MATERIAL SUPPLIED:
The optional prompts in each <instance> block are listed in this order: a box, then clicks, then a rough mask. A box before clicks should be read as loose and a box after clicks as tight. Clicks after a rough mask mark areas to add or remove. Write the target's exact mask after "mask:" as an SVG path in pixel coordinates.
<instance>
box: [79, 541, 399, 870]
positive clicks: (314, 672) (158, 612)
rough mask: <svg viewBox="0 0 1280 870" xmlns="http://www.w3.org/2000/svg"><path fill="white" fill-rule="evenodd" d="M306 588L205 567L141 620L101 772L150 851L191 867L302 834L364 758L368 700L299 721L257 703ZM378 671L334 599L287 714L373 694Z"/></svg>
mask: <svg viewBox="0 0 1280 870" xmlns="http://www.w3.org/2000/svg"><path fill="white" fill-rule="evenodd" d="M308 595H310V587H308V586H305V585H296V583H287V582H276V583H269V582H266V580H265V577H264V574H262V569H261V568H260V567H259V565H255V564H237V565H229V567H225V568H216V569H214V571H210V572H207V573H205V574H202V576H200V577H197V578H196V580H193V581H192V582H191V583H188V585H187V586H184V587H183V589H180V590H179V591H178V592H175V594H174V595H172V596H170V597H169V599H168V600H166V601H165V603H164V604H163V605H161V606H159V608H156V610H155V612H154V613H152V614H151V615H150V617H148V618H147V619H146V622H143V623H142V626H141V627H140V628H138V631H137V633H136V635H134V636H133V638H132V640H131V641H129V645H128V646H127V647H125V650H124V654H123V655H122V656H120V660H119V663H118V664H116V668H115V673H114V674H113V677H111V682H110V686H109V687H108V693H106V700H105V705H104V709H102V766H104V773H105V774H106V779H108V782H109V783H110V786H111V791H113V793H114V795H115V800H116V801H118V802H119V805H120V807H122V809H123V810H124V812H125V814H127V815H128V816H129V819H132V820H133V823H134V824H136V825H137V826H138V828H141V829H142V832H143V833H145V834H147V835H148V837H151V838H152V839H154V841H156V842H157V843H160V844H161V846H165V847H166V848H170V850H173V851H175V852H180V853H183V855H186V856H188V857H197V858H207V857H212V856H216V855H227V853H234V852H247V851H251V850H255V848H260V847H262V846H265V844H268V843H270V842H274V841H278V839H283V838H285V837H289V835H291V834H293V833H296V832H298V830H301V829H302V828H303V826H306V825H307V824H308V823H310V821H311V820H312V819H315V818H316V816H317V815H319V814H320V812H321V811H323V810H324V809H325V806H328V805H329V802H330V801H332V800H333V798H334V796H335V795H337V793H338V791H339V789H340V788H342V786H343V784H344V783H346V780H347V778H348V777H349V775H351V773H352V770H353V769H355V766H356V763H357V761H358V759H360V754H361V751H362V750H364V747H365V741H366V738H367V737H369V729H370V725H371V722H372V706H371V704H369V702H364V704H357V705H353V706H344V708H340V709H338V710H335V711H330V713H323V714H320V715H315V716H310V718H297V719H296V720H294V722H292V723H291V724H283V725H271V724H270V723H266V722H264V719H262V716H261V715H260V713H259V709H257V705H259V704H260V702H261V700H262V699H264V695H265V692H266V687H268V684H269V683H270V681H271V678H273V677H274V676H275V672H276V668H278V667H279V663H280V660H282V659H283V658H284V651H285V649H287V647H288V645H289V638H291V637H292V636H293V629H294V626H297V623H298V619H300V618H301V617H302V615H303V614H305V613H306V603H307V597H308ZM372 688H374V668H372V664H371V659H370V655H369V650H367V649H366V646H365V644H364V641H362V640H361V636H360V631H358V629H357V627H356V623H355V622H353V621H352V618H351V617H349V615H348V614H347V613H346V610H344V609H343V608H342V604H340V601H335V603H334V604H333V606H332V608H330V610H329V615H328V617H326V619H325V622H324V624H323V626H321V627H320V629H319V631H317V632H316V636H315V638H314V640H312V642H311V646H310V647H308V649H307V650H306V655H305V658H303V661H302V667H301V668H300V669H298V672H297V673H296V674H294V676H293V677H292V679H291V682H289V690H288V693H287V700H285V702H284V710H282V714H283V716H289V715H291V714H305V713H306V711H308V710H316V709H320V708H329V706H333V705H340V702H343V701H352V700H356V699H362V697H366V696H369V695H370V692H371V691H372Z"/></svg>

WHAT THE TASK REQUIRES: Rewrite the data above with every occurrence of "rough" swapped for "coarse", leaving everything else unchanged.

WRITTEN SOLUTION:
The optional prompts in each <instance> block are listed in this order: a box, then clicks, then a coarse mask. A box before clicks should be read as loose and a box after clicks as tight. Clicks after a coarse mask mark areas to add or remove. Write the target's exact mask after "mask:" as an SVG path in pixel coordinates.
<instance>
box: [79, 541, 399, 870]
positive clicks: (314, 672) (158, 612)
coarse mask: <svg viewBox="0 0 1280 870" xmlns="http://www.w3.org/2000/svg"><path fill="white" fill-rule="evenodd" d="M306 588L205 567L141 620L101 772L150 851L191 867L302 834L364 758L368 700L299 721L257 703ZM378 671L334 599L287 714L373 694Z"/></svg>
mask: <svg viewBox="0 0 1280 870" xmlns="http://www.w3.org/2000/svg"><path fill="white" fill-rule="evenodd" d="M308 595H310V587H308V586H305V585H296V583H287V582H276V583H269V582H266V580H265V577H264V574H262V569H261V568H260V567H259V565H255V564H237V565H229V567H225V568H216V569H214V571H210V572H207V573H205V574H202V576H200V577H197V578H196V580H193V581H192V582H191V583H188V585H187V586H184V587H183V589H180V590H179V591H178V592H175V594H174V595H172V596H170V597H169V599H168V600H166V601H165V603H164V604H163V605H161V606H159V608H156V610H155V612H154V613H152V614H151V615H150V617H148V618H147V619H146V622H143V623H142V626H141V627H140V628H138V631H137V633H136V635H134V636H133V638H132V640H131V641H129V645H128V646H127V647H125V650H124V654H123V655H122V656H120V660H119V663H118V664H116V668H115V673H114V674H113V677H111V682H110V686H109V687H108V693H106V700H105V705H104V709H102V766H104V773H105V774H106V779H108V782H109V783H110V786H111V791H113V793H114V795H115V800H116V801H118V802H119V805H120V807H122V809H123V810H124V812H125V814H127V815H128V816H129V819H132V820H133V823H134V824H136V825H137V826H138V828H141V829H142V832H143V833H145V834H147V835H148V837H151V838H152V839H154V841H156V842H157V843H160V844H161V846H165V847H166V848H170V850H173V851H175V852H180V853H183V855H186V856H188V857H197V858H207V857H212V856H216V855H227V853H234V852H247V851H251V850H255V848H260V847H262V846H265V844H268V843H270V842H274V841H278V839H283V838H285V837H289V835H291V834H293V833H296V832H298V830H301V829H302V828H303V826H306V825H307V824H308V823H310V821H311V820H312V819H315V818H316V816H317V815H319V814H320V812H321V811H323V810H324V809H325V806H328V805H329V802H330V801H332V800H333V798H334V796H335V795H337V793H338V791H339V789H340V788H342V786H343V784H344V783H346V780H347V778H348V777H349V775H351V773H352V770H353V769H355V766H356V763H357V761H358V759H360V754H361V751H362V750H364V747H365V741H366V738H367V737H369V729H370V725H371V722H372V706H371V704H369V702H364V704H357V705H353V706H344V708H340V709H338V710H335V711H330V713H323V714H320V715H315V716H310V718H297V719H296V720H294V722H292V723H291V724H283V725H271V724H270V723H266V722H264V719H262V716H261V715H260V713H259V709H257V705H259V704H260V702H261V700H262V699H264V695H265V692H266V687H268V684H269V683H270V681H271V678H273V677H274V676H275V672H276V668H278V667H279V663H280V660H282V659H283V658H284V651H285V649H287V647H288V645H289V638H291V637H292V636H293V629H294V626H297V623H298V619H300V618H301V617H302V615H303V614H305V613H306V603H307V597H308ZM372 688H374V668H372V664H371V659H370V655H369V650H367V649H366V646H365V644H364V641H362V640H361V636H360V631H358V629H357V627H356V623H355V622H353V621H352V618H351V617H349V615H348V614H347V613H346V610H344V609H343V608H342V604H340V601H335V603H334V604H333V606H332V608H330V610H329V615H328V617H326V619H325V622H324V624H323V626H321V627H320V629H319V631H317V632H316V636H315V638H314V640H312V642H311V646H310V647H308V649H307V650H306V655H305V658H303V661H302V667H301V668H300V669H298V672H297V673H296V674H294V676H293V677H292V679H291V682H289V690H288V693H287V700H285V702H284V710H282V714H283V716H289V715H291V714H305V713H306V711H308V710H316V709H320V708H329V706H333V705H340V702H343V701H352V700H356V699H362V697H366V696H369V695H370V692H371V691H372Z"/></svg>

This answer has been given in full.